What to do
Can you write out the records below again with "man" swapped for "person" throughout, everything else unchanged and the pictures left out?

Material
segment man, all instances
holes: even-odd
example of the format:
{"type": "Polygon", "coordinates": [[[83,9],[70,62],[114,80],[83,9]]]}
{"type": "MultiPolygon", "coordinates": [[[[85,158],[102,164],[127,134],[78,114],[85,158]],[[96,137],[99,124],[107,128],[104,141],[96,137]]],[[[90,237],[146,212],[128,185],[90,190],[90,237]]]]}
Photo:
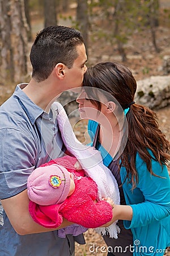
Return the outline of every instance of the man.
{"type": "MultiPolygon", "coordinates": [[[[27,181],[35,168],[64,154],[53,102],[63,91],[81,86],[87,70],[82,36],[67,27],[44,28],[30,60],[31,81],[18,85],[0,108],[0,255],[69,256],[75,241],[84,243],[83,235],[60,238],[57,230],[35,222],[27,181]]],[[[65,220],[60,228],[71,224],[65,220]]]]}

Answer to this exercise
segment person, all instances
holes: even-odd
example of the format:
{"type": "Polygon", "coordinates": [[[83,9],[70,62],[114,80],[83,9]]]}
{"type": "MultiPolygon", "coordinates": [[[[85,158],[102,164],[127,134],[78,114],[85,158]],[[96,137],[99,124],[107,128],[104,141],[96,137]]],[[[90,237],[146,212],[128,185],[90,190],[90,237]]]]}
Photo:
Return the outline of every instance of the person.
{"type": "MultiPolygon", "coordinates": [[[[27,181],[35,168],[64,154],[53,102],[63,91],[81,86],[87,70],[82,36],[67,27],[44,28],[30,60],[31,81],[18,85],[0,108],[0,255],[69,256],[75,241],[84,243],[83,235],[60,238],[57,230],[35,222],[27,181]]],[[[65,220],[60,228],[71,224],[65,220]]]]}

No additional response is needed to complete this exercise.